## START

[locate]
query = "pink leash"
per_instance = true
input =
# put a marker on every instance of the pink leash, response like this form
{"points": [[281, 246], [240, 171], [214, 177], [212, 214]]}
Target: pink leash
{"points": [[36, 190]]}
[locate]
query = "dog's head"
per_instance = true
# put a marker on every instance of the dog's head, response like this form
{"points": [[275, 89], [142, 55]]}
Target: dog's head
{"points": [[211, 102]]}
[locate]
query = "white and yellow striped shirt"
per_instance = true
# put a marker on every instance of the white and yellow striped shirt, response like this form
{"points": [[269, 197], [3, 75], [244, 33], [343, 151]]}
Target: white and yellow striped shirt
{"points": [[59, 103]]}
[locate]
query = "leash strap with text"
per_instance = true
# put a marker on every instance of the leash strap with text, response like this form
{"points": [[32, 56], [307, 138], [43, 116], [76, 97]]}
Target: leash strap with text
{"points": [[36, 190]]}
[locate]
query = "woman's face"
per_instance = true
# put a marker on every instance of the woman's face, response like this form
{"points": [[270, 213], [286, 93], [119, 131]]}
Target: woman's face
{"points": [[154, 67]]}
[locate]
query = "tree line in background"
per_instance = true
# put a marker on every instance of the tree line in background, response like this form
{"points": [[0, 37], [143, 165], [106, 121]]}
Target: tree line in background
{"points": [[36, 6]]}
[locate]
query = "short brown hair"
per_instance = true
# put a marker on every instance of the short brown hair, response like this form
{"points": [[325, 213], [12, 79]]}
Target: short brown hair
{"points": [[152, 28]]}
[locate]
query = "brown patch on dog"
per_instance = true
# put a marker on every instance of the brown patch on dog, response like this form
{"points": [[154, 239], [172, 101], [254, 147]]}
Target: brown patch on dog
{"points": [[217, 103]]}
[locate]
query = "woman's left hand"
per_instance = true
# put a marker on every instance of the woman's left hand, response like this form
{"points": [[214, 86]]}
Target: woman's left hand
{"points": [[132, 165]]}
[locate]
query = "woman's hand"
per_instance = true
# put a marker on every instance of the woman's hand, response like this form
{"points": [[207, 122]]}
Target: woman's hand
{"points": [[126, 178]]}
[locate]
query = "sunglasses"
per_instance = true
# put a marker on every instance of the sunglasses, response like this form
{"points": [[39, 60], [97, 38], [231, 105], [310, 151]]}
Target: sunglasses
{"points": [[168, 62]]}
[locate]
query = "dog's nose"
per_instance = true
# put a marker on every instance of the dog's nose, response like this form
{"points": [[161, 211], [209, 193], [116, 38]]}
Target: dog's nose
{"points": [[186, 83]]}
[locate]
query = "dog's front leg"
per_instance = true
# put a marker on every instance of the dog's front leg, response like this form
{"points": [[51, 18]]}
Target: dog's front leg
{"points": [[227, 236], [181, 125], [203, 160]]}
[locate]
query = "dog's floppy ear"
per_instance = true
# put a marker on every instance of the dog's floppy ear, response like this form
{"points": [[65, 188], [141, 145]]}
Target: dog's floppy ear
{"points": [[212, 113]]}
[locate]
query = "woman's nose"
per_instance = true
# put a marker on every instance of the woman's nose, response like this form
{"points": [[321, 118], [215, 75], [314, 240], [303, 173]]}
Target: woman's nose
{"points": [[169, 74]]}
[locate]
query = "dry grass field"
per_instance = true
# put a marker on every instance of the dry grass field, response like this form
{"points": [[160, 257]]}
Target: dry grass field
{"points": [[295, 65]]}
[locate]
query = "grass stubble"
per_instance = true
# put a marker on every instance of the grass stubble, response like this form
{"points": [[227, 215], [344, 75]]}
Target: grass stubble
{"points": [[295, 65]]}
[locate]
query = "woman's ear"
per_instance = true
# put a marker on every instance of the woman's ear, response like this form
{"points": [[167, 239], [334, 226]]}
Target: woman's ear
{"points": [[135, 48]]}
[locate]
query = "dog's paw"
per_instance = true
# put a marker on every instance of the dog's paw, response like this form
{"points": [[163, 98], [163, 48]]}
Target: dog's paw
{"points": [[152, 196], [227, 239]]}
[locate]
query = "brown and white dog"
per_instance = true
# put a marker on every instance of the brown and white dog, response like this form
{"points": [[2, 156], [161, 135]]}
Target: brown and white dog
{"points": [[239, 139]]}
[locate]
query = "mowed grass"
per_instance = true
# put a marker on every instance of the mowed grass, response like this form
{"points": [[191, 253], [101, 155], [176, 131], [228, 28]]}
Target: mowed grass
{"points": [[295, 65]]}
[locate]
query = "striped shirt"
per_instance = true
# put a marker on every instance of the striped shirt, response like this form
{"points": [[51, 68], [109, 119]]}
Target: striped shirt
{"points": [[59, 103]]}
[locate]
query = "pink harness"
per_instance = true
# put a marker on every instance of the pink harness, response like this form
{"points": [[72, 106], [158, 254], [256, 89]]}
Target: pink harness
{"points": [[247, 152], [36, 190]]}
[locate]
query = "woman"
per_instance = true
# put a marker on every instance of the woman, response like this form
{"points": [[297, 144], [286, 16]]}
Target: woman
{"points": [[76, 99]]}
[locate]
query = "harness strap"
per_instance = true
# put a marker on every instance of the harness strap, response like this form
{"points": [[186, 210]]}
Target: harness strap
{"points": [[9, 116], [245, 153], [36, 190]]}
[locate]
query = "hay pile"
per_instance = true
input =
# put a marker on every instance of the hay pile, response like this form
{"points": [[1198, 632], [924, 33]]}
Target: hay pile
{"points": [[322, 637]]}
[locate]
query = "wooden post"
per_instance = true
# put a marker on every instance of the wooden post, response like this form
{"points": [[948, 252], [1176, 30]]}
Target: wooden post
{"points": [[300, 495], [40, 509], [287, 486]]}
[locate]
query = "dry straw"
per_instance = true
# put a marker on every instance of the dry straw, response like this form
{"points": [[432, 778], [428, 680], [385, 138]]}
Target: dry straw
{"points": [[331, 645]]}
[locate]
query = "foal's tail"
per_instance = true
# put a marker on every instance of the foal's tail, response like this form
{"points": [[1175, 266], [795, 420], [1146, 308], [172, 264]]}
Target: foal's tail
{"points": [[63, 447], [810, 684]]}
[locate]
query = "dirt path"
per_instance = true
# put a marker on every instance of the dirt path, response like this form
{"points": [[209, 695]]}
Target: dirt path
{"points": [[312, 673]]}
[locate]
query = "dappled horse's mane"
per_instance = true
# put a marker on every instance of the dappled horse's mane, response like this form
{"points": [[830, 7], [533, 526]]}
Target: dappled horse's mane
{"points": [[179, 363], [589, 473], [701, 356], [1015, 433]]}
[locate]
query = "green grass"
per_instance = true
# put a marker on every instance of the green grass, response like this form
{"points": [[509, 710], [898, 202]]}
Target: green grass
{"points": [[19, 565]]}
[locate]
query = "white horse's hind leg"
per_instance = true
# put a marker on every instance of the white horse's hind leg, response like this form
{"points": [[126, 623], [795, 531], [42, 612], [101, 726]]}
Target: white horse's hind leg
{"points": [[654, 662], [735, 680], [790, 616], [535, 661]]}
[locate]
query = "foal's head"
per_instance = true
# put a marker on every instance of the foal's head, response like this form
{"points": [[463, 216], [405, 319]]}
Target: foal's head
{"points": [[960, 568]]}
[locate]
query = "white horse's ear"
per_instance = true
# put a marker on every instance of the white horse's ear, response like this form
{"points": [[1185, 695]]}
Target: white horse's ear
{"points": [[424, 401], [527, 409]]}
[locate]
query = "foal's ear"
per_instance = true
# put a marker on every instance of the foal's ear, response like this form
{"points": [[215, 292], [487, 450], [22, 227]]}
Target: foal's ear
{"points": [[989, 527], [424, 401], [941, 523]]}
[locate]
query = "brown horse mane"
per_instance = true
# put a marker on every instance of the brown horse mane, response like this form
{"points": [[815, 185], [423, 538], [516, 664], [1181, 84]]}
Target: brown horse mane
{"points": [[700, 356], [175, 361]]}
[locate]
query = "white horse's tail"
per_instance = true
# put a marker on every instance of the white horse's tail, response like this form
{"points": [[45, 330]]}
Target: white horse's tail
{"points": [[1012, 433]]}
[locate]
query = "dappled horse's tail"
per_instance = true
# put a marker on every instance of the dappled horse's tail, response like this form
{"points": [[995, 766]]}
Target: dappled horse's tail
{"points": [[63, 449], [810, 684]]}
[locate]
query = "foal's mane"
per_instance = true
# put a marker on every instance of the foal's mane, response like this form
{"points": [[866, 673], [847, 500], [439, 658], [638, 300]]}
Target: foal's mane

## END

YOUR GOAL:
Select and copy each line of the listing above that contains the string "pile".

RESPONSE:
query = "hay pile"
# put a marker on every instance of the hay pile, response like this form
Target: hay pile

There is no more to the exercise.